**PASSAGE SHOWN**
=== Begin Enclosure ===
I cut ties with a toxic ex today
After 2 years of fighting, countless arguments, a borderline abusive relationship where i was constantly guilt tripped into *** and putting his needs above mine, he "left" me today
He was supposed to be my boyfriend, my caregiver (im an age regressor), my best friend
He got comfortable, and he soon became someone completely different
He left me today
And I did not fight it
I did not cry, or beg, or plead
I did not swear to be better
Because I am enough, I am not enough for him, but I am for someone else
This is something small, but for me it is huge
@Sweetgirl07
im actually proud of you for standing up for yourself and letting the toxicity remove itself from your life ... it is so difficult to do that despite the abuse but your so strong for trying and i hope they don't trouble you again ... offering hugs ๐๐
@Sweetgirl07
this is one of the absolute toughest things to do. i am so happy for you!
Stay strong!
You are doing great.
You will always be someone precious to the person who appreciates you.
You don't have to beg or plead. You are doing great.
I can relate and I empathize with you.
=== End Enclosure ===
**DATA UNDER STUDY**
=== Begin Enclosure ===
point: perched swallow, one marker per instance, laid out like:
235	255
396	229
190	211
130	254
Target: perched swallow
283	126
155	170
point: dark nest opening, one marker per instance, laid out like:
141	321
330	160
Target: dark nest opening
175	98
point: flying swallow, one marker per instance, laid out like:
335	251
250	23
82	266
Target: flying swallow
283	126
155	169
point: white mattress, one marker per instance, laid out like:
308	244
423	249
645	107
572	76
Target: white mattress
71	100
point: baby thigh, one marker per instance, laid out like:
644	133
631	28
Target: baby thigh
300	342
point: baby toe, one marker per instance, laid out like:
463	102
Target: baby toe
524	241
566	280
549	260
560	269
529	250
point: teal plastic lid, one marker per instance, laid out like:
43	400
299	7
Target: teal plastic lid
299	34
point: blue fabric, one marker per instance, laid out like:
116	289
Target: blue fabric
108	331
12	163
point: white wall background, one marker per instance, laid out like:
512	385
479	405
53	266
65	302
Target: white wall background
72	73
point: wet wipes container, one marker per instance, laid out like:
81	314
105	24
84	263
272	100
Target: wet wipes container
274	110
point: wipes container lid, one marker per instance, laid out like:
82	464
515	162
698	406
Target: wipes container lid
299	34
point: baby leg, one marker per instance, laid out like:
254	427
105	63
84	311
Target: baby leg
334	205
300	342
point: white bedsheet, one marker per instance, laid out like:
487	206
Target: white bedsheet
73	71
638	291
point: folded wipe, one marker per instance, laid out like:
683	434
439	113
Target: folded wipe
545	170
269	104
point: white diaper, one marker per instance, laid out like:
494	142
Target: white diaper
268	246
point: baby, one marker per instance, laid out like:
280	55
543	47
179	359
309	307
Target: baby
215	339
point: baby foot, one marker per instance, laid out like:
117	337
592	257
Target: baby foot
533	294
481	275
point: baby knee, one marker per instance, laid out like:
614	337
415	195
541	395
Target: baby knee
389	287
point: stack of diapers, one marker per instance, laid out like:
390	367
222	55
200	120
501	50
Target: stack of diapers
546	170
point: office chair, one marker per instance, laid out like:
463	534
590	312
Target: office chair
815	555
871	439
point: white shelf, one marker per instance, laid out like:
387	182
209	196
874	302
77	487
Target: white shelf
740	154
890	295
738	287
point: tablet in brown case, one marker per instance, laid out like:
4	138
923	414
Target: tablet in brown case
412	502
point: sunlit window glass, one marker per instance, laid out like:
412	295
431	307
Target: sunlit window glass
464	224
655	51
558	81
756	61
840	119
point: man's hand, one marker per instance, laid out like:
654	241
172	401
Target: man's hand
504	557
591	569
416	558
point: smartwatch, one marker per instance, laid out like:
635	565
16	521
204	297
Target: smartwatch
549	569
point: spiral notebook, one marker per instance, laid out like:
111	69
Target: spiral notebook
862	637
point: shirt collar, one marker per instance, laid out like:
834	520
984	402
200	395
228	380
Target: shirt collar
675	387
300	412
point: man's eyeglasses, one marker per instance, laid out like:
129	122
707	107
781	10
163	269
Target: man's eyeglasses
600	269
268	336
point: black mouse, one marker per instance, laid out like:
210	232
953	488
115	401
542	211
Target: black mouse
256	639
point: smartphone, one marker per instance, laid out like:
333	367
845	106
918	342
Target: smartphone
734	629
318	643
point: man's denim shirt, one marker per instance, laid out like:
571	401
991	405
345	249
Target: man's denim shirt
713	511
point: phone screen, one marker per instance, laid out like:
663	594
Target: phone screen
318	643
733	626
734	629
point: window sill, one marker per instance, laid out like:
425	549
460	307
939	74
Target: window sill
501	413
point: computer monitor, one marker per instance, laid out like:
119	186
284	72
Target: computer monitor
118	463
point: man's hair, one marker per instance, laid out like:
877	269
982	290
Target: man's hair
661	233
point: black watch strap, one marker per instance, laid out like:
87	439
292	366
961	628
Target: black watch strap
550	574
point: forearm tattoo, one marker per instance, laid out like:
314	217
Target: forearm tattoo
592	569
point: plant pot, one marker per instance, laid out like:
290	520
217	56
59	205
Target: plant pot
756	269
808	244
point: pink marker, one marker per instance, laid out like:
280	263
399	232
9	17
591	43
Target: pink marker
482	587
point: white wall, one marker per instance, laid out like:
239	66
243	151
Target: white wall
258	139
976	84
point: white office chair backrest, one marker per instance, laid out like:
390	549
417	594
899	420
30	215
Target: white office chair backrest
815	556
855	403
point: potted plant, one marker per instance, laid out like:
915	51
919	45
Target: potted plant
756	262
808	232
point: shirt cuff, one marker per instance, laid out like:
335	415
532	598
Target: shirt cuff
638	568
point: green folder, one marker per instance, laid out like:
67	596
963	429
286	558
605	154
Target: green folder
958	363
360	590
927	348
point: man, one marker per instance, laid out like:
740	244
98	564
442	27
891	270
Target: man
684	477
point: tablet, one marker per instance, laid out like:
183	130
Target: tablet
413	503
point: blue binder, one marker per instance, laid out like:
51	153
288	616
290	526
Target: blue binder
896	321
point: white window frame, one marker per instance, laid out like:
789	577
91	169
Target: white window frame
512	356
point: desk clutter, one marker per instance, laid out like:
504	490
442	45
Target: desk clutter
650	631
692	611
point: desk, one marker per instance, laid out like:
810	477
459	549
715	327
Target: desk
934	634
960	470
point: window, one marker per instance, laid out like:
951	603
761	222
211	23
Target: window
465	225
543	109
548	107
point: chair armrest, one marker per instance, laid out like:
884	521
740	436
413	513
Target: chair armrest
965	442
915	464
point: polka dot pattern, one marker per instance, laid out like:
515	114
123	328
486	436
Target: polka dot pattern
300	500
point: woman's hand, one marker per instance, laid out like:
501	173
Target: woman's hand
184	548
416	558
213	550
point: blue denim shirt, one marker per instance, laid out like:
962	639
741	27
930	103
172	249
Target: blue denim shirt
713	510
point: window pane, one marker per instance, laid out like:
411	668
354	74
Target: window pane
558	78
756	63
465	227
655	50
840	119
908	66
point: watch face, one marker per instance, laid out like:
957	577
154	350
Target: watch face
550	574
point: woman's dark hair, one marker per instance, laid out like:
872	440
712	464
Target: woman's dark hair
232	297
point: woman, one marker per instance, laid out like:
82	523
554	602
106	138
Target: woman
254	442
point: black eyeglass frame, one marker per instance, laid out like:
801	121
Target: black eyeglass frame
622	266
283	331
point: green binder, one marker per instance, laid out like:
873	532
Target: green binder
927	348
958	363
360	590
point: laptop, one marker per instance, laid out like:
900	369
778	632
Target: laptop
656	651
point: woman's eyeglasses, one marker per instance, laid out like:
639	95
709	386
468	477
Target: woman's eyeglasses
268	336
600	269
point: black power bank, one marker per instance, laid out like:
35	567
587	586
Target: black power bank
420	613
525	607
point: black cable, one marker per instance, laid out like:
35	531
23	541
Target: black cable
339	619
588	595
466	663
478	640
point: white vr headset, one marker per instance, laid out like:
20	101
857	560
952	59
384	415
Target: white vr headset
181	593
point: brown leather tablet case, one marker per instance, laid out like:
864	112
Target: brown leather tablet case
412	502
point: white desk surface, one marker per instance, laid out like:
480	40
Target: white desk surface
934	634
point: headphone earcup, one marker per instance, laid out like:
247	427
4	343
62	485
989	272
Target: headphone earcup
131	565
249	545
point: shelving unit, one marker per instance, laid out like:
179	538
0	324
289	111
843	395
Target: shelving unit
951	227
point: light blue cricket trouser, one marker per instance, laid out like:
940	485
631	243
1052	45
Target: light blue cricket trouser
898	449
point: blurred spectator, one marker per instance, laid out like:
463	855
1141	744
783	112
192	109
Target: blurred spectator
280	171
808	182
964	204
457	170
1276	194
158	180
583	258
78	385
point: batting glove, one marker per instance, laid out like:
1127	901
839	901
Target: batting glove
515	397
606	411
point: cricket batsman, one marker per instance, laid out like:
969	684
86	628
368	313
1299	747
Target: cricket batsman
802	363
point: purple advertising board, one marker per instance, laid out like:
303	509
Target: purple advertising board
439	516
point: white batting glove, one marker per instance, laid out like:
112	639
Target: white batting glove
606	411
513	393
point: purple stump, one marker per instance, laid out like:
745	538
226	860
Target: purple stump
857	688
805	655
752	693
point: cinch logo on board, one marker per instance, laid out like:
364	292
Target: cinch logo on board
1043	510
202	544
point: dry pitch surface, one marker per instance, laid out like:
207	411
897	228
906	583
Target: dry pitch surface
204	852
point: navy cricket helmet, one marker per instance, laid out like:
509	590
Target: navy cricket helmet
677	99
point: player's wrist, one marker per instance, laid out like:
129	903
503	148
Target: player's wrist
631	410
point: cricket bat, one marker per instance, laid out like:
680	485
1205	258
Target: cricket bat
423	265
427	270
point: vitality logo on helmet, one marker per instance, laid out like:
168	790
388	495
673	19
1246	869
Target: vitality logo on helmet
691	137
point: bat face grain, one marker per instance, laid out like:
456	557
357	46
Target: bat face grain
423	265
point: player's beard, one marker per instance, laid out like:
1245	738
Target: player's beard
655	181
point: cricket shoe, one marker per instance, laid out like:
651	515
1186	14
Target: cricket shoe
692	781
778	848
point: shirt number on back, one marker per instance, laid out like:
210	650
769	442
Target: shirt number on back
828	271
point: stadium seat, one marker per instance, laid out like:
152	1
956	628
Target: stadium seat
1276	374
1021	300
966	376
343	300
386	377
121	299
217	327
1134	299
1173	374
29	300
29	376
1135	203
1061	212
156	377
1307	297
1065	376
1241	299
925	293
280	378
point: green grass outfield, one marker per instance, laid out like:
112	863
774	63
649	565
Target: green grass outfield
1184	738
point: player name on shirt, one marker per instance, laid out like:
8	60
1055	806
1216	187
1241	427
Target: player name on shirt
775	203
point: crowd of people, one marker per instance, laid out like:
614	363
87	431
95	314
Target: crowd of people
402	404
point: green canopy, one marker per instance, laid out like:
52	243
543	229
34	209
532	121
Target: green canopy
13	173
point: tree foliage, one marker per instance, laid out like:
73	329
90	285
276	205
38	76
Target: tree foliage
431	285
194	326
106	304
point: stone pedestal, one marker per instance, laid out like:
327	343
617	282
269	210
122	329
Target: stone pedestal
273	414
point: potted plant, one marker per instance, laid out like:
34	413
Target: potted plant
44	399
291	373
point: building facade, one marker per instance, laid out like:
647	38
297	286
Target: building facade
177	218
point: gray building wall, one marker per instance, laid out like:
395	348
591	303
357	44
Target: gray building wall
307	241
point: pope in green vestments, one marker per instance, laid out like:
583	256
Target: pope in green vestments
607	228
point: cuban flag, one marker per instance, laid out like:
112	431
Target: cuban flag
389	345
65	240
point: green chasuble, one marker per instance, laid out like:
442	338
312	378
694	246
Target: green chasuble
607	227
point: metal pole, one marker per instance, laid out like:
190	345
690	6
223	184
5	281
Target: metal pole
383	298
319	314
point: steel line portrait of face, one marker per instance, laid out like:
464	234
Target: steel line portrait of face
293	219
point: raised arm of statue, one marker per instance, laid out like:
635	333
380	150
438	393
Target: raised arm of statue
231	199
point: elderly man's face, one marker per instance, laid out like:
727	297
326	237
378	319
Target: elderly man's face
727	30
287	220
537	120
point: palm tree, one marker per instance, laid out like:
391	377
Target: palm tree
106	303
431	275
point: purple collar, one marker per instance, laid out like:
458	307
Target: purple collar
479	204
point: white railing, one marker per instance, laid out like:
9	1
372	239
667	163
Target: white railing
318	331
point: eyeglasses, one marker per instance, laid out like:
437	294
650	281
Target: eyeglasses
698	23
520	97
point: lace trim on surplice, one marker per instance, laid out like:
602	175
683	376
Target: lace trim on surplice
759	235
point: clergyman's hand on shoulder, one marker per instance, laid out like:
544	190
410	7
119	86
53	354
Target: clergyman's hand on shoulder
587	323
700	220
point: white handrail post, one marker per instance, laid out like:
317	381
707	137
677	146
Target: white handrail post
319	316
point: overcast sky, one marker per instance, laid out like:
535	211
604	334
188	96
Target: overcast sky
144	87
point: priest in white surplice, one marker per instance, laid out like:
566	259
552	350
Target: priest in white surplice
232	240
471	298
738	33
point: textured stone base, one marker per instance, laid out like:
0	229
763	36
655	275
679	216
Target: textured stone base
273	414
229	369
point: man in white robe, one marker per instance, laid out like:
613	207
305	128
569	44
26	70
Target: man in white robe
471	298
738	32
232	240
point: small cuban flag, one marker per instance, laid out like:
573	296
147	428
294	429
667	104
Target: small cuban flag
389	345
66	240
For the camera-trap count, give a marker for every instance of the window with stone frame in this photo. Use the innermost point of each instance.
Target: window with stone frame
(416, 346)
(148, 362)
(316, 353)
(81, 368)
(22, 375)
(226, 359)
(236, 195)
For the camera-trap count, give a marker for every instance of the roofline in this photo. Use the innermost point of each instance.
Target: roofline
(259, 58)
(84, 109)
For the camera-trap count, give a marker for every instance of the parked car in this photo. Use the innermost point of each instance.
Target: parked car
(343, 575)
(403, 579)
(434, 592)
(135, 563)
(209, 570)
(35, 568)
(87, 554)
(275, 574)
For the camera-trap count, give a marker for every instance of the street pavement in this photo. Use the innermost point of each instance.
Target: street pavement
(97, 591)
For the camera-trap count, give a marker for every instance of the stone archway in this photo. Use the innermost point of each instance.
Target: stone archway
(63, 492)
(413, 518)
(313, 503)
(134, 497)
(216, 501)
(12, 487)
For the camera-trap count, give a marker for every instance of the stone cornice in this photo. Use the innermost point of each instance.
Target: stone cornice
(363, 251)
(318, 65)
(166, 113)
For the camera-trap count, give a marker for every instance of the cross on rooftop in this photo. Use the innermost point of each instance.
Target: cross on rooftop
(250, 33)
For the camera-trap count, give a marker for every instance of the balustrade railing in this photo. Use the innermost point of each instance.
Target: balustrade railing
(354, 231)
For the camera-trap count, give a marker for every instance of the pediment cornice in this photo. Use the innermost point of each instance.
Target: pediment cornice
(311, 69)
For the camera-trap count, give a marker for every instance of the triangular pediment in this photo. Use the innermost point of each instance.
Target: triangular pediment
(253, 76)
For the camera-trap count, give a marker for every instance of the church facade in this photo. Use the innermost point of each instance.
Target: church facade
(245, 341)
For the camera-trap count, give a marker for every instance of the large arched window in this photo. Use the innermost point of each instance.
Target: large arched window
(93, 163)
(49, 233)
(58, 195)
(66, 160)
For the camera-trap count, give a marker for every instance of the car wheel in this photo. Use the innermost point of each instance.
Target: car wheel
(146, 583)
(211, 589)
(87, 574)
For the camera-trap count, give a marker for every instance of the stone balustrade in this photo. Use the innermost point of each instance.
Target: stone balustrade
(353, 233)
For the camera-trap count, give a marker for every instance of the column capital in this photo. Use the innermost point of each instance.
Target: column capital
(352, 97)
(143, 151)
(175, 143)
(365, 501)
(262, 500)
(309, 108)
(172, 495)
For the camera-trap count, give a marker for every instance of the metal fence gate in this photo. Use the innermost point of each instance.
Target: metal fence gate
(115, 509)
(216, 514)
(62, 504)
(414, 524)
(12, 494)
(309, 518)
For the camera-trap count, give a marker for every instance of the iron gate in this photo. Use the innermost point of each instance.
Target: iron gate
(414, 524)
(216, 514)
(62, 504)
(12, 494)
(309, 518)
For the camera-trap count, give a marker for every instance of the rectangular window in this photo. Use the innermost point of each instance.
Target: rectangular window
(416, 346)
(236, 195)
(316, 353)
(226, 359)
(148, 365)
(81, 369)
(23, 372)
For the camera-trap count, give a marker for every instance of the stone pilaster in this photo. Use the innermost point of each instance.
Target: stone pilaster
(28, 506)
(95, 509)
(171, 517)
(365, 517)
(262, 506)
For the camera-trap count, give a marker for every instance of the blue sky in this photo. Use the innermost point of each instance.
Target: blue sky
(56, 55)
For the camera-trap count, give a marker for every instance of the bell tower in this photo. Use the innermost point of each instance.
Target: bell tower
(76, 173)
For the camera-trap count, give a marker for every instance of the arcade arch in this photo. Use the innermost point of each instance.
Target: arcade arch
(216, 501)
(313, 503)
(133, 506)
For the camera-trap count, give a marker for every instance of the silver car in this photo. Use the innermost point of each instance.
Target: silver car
=== End Enclosure ===
**EXERCISE SET**
(1) Reproduce the part of the post about cutting ties with a toxic ex that opens with the words containing "You will always" and closes with "empathize with you.".
(2) In the post about cutting ties with a toxic ex, how long had the fighting gone on before he left?
(3) Resume the post about cutting ties with a toxic ex, picking up after its last line.

**ANSWERS TO THE PROBLEMS**
(1)
You will always be someone precious to the person who appreciates you.
You don't have to beg or plead. You are doing great.
I can relate and I empathize with you.

(2) Two years.

(3)
Thank you all for your love and support
We have not been together in a long time, and i am seeing someone new for 2 months now, this may make me sound like a bad person, but he constantly belittled my mental health struggles, saying his was worse and constantly brought up how su!c!dal he was and how much he drank and smoke "because you dont care" etc, and after him constantly trying to s#xt me because he was stressed and needed to unwind and me saying no, not only because im taken (which he doesnt know) but because i just didnt want it, he finally yelled some more at me and tried to guilt trip me into thinking him leaving was my fault
I hope he heals one day, and as of now, I am healing myself, slowly, but surely, with someone who truly values and loves me
@Sweetgirl07 proud of you that you have taken this decision. It was long due. Sending you lots of love. May you get the strength to heal from this.